• **The request**
Arrange every line of the listing as a numbered list, skipping blank lines. Leave the pictures out of the answer.

(Dataset rows)
---*---

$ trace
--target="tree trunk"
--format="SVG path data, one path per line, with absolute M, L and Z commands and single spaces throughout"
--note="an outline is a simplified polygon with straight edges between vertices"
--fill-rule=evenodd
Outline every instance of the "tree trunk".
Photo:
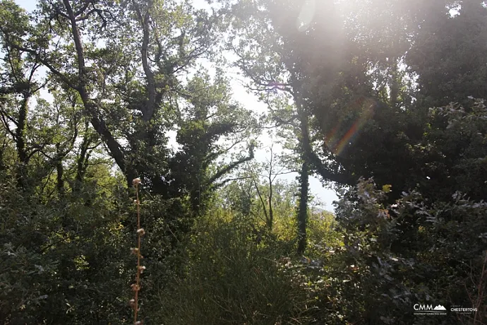
M 311 146 L 309 138 L 308 116 L 303 110 L 299 94 L 294 95 L 299 117 L 300 149 L 302 165 L 299 175 L 299 204 L 298 206 L 298 254 L 302 255 L 306 249 L 306 227 L 308 221 L 308 199 L 309 192 L 309 158 Z
M 27 114 L 28 110 L 29 94 L 24 94 L 20 110 L 18 112 L 17 130 L 16 131 L 16 146 L 18 155 L 19 167 L 17 174 L 17 184 L 24 188 L 25 177 L 27 176 L 27 163 L 28 157 L 25 149 L 25 128 L 27 127 Z
M 309 166 L 304 160 L 299 175 L 299 203 L 298 206 L 298 250 L 302 255 L 306 249 L 306 227 L 308 223 L 308 173 Z

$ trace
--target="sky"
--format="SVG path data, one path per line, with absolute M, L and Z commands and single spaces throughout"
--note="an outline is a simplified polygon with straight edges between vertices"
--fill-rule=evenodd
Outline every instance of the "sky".
M 35 0 L 16 0 L 16 2 L 27 11 L 32 11 L 35 9 L 36 1 Z M 195 0 L 193 6 L 196 8 L 208 8 L 208 4 L 204 0 Z M 232 58 L 229 58 L 230 60 Z M 208 66 L 209 70 L 212 70 L 211 66 Z M 255 111 L 256 113 L 260 114 L 265 112 L 267 106 L 260 102 L 256 96 L 253 94 L 248 93 L 244 83 L 246 81 L 241 76 L 237 77 L 236 71 L 230 71 L 229 76 L 231 78 L 230 84 L 233 92 L 234 99 L 240 103 L 244 107 Z M 42 95 L 47 94 L 47 92 L 41 93 Z M 261 149 L 255 151 L 255 160 L 258 162 L 265 162 L 266 158 L 268 158 L 268 154 L 266 153 L 265 147 L 268 147 L 272 144 L 272 141 L 268 134 L 262 134 L 258 140 L 263 144 Z M 279 151 L 279 146 L 274 145 L 274 150 L 275 152 Z M 278 179 L 294 181 L 298 176 L 297 173 L 290 173 L 285 175 L 281 175 L 277 177 Z M 320 203 L 315 206 L 320 208 L 333 211 L 334 207 L 332 206 L 333 201 L 338 199 L 335 191 L 325 188 L 322 183 L 315 177 L 311 176 L 309 179 L 310 189 L 311 195 Z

---*---

• **Written solution**
1. $ trace
2. --target="tree trunk"
3. --format="SVG path data, one path per line, with absolute M, L and Z commands and single spaces throughout"
4. --note="an outline is a simplified polygon with straight edges between vertices"
5. --fill-rule=evenodd
6. Outline every instance of the "tree trunk".
7. Photo:
8. M 311 146 L 309 138 L 308 116 L 303 110 L 299 94 L 294 95 L 299 117 L 300 149 L 302 165 L 299 175 L 299 204 L 298 206 L 298 254 L 302 255 L 306 249 L 306 227 L 308 221 L 308 199 L 309 192 L 309 158 Z
9. M 27 114 L 28 110 L 29 94 L 24 94 L 20 110 L 18 112 L 17 130 L 16 131 L 16 146 L 18 155 L 19 167 L 17 174 L 17 184 L 24 188 L 25 177 L 27 176 L 27 163 L 28 157 L 25 149 L 25 128 L 27 127 Z
10. M 309 166 L 304 160 L 299 175 L 299 203 L 298 206 L 298 250 L 302 255 L 306 249 L 306 227 L 308 223 L 308 173 Z
11. $ trace
12. --target="sky"
13. --format="SVG path data, one path per line, with absolute M, L and Z commands and single spaces throughout"
14. --note="an outline is a simplified polygon with straight edges between vertices"
15. --fill-rule=evenodd
16. Outline every instance of the "sky".
17. M 35 0 L 16 0 L 16 2 L 27 11 L 32 11 L 35 9 L 36 1 Z M 195 0 L 193 6 L 196 8 L 208 8 L 208 4 L 204 0 Z M 232 58 L 229 58 L 230 60 Z M 208 66 L 209 70 L 212 70 L 211 66 Z M 255 111 L 256 113 L 260 114 L 265 112 L 267 106 L 260 102 L 256 96 L 253 94 L 248 93 L 244 83 L 246 81 L 241 76 L 237 77 L 236 71 L 230 71 L 229 76 L 231 78 L 230 84 L 233 92 L 234 99 L 240 103 L 244 107 Z M 42 95 L 47 94 L 47 92 L 41 93 Z M 261 149 L 255 151 L 255 160 L 258 162 L 265 162 L 266 158 L 268 158 L 268 154 L 266 153 L 265 147 L 268 147 L 272 144 L 272 141 L 268 134 L 262 134 L 258 140 L 263 144 Z M 279 151 L 279 146 L 274 145 L 274 150 L 275 152 Z M 278 179 L 294 181 L 298 176 L 297 173 L 290 173 L 285 175 L 281 175 L 277 177 Z M 320 203 L 315 206 L 320 208 L 333 211 L 334 207 L 332 206 L 333 201 L 338 199 L 335 191 L 325 188 L 322 183 L 315 177 L 311 176 L 309 179 L 310 189 L 311 195 Z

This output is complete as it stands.